» What the task asks:
Copy the lines below from the one containing "Isolate each bird's" through the one containing "xmin=533 ymin=335 xmax=600 ymax=403", both included and requests kept, and shift every bounding-box coordinate in the answers up by 92.

--- START Available records ---

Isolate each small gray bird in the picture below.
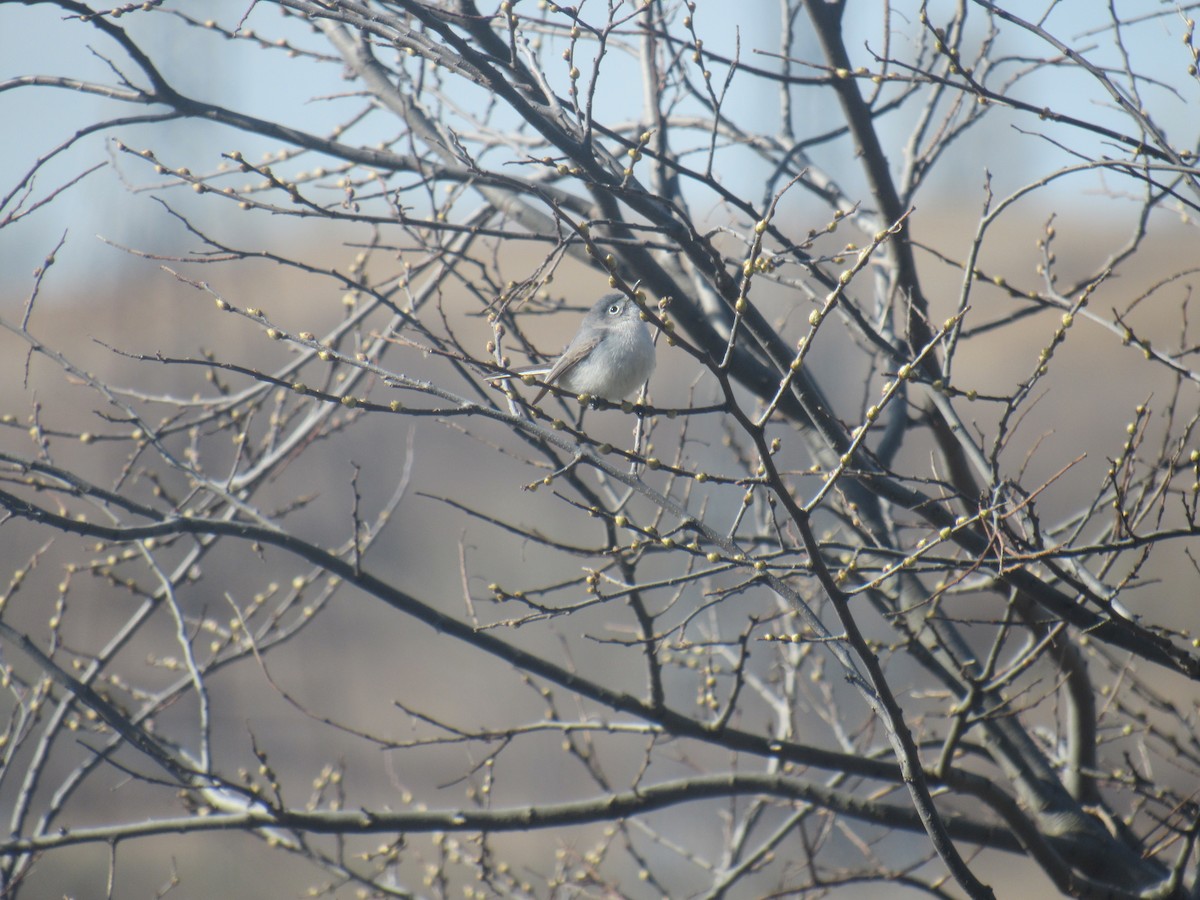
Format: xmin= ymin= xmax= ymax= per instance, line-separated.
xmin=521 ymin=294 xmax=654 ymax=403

--- END Available records ---
--- START Available records ---

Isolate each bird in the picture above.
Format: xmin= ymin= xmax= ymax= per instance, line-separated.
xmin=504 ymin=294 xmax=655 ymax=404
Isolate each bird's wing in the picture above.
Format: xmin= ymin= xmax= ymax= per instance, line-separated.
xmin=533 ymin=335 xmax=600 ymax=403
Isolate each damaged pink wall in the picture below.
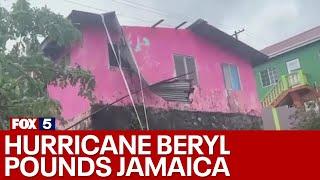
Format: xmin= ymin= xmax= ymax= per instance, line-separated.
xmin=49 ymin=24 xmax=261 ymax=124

--- END Available records ---

» Expected answer:
Isolate each bird's wing in the picture above.
Format: xmin= ymin= xmax= ymax= per instance, line-separated.
xmin=625 ymin=427 xmax=692 ymax=495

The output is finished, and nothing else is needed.